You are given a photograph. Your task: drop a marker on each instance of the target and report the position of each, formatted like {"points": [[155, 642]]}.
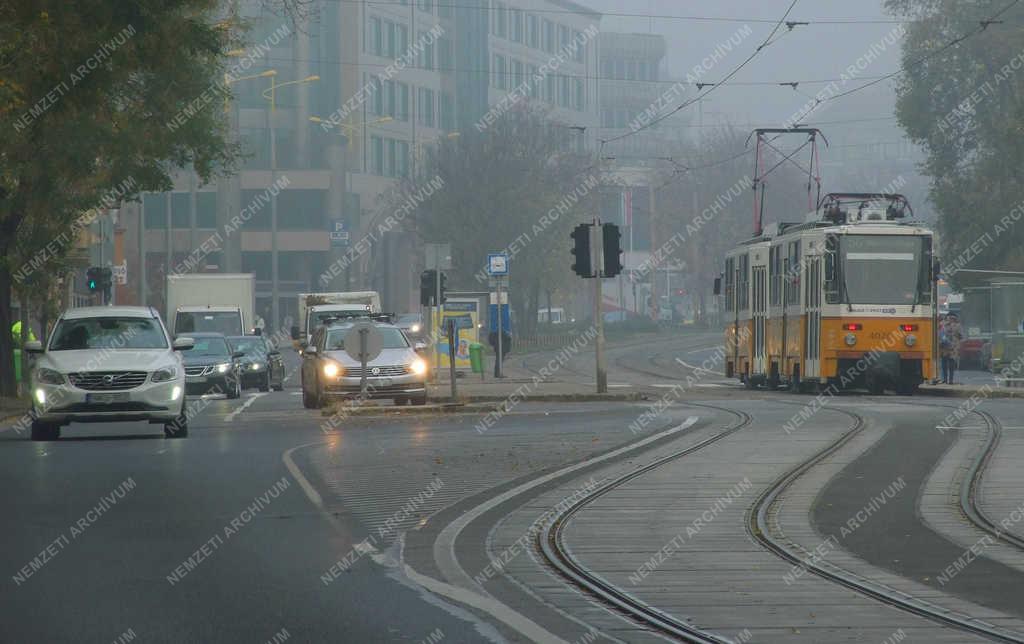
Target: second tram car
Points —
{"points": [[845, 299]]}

...

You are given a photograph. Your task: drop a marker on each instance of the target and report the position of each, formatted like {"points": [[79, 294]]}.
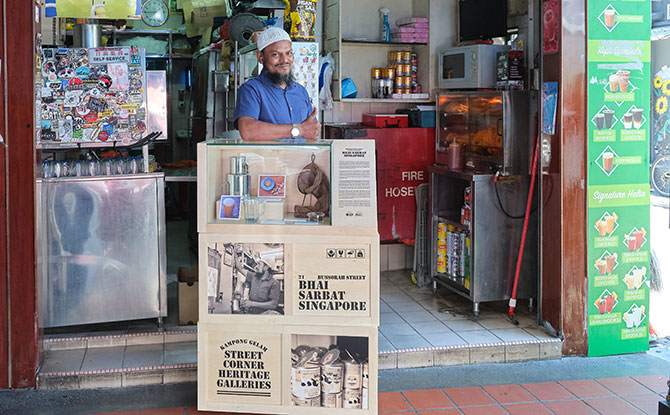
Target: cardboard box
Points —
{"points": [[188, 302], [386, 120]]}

Auszuführende Anweisung -> Sammle aus den Datensätzen alle Zeilen, die die Zeichenfolge "report" enthalten, und gib sie vollständig wieder. Dabei zählt die Groß- und Kleinschreibung.

Ergebnis der Aufgabe ->
You are given a photograph. Your task: drop a marker on each instance of the target and report the position of each, formatted like {"points": [[155, 642]]}.
You are given a photograph. Your task: drop a marker on each instance of the target and report the position of each, formatted like {"points": [[79, 294]]}.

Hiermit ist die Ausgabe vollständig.